Reproduce each of the following lines verbatim.
Start of Given entries
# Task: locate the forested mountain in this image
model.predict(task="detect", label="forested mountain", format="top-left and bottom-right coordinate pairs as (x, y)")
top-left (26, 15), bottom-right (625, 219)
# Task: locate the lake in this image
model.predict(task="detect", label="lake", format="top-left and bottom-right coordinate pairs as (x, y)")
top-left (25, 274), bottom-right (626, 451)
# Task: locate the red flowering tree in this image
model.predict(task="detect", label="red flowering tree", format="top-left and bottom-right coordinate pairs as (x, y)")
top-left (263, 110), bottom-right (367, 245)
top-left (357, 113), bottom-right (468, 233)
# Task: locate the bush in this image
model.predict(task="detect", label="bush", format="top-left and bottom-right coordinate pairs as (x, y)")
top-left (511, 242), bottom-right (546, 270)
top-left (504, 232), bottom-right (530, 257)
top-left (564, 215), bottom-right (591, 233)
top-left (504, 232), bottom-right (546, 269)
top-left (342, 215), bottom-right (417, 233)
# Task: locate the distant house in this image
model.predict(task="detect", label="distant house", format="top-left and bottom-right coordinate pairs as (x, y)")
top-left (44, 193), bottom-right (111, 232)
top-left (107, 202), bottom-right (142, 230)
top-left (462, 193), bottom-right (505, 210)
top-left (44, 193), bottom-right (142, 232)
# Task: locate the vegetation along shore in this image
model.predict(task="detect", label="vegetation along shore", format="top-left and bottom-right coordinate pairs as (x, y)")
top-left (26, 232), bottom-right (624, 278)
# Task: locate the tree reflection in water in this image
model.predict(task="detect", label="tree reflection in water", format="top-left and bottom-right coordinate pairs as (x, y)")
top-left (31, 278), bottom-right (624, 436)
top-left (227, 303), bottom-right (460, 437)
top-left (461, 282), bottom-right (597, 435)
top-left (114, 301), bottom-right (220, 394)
End of Given entries
* [Finished task]:
# Task: locate the forested mountain in this image
model.predict(task="detect", label="forested mountain", format="top-left and bottom-right coordinate pairs as (x, y)")
top-left (26, 15), bottom-right (625, 219)
# Task: locate the lake in this image
model.predict(task="detect", label="lake", format="top-left and bottom-right coordinate pairs as (x, y)")
top-left (25, 274), bottom-right (626, 451)
# Task: locate the red flowering tree in this image
model.predict(task="detect", label="red flowering tree", format="top-left and bottom-right coordinate pairs as (x, y)")
top-left (263, 110), bottom-right (367, 245)
top-left (357, 113), bottom-right (468, 233)
# Task: locate the bush in this image
model.predict(task="detect", label="bush", format="top-left and bottom-right coordinate pairs as (x, y)")
top-left (511, 242), bottom-right (546, 270)
top-left (504, 232), bottom-right (530, 257)
top-left (564, 215), bottom-right (591, 233)
top-left (504, 232), bottom-right (546, 269)
top-left (342, 215), bottom-right (417, 233)
# Task: locate the distant house in this image
model.predict(task="detect", label="distant house", format="top-left and bottom-right coordinate pairs as (x, y)")
top-left (44, 193), bottom-right (111, 232)
top-left (107, 202), bottom-right (142, 230)
top-left (462, 193), bottom-right (505, 210)
top-left (44, 193), bottom-right (142, 232)
# Task: locate the vegetation along shore in this image
model.predict(task="detect", label="vegetation along shore", format="top-left and bottom-right coordinate pairs as (x, y)")
top-left (26, 232), bottom-right (624, 278)
# Task: locate the tree reflection in water in this image
model.predict(task="detect", label="tree reflection in water", format="top-left and bottom-right coordinate pairs as (x, y)")
top-left (31, 278), bottom-right (624, 436)
top-left (227, 303), bottom-right (460, 437)
top-left (461, 282), bottom-right (597, 435)
top-left (114, 301), bottom-right (220, 394)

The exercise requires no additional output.